▶ **Exercise brief**: Scan the listing below for the string "clicks" and copy each line where it turns up.

▶ **The data**:

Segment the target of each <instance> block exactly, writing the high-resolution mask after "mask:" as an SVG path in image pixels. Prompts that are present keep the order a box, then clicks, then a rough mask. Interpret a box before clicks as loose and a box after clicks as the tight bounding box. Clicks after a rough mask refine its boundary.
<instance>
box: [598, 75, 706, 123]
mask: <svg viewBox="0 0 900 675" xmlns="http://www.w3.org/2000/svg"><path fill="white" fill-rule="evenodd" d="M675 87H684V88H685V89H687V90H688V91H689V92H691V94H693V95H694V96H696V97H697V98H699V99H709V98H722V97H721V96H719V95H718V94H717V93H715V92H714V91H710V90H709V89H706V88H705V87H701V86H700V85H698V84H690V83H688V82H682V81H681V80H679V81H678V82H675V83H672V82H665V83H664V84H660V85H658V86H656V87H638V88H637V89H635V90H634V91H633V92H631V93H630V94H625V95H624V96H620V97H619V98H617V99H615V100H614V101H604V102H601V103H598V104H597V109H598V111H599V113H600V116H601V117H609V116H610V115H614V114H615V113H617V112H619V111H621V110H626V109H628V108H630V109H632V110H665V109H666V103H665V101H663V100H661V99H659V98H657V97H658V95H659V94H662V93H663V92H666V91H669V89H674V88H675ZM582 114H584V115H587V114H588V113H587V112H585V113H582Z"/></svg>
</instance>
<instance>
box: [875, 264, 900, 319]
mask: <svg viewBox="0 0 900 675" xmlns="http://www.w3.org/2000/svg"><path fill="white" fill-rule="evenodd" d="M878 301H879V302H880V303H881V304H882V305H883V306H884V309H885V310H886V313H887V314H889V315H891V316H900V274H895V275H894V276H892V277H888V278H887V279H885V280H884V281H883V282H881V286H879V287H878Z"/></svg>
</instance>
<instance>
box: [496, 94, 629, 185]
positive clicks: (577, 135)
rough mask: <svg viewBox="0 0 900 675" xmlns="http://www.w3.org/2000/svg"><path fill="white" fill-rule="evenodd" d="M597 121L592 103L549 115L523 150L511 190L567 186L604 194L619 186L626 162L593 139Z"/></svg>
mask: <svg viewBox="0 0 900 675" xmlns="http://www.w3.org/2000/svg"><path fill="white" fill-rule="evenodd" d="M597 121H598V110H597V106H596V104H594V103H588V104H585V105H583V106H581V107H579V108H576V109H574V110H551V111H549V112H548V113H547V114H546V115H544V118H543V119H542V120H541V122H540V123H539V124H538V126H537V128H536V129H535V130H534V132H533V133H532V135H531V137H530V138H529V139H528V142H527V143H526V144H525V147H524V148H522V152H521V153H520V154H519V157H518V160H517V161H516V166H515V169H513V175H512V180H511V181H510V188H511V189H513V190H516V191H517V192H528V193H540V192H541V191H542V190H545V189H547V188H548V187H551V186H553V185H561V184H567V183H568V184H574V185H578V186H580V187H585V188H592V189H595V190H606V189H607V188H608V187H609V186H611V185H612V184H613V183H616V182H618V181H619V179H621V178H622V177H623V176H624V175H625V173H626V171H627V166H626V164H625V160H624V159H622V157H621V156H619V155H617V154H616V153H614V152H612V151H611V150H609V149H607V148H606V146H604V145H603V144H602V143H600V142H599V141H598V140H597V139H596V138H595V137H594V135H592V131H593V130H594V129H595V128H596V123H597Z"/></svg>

▶ **Written answer**:
Segment the target of each <instance> block exactly, writing the high-resolution mask after "mask:" as an SVG path in image pixels. Prompts that are present keep the order a box, then clicks, then a rough mask. Interpret a box before clicks as loose and a box after clicks as the tight bounding box. Clicks after a rough mask refine its boundary.
positive clicks: (577, 135)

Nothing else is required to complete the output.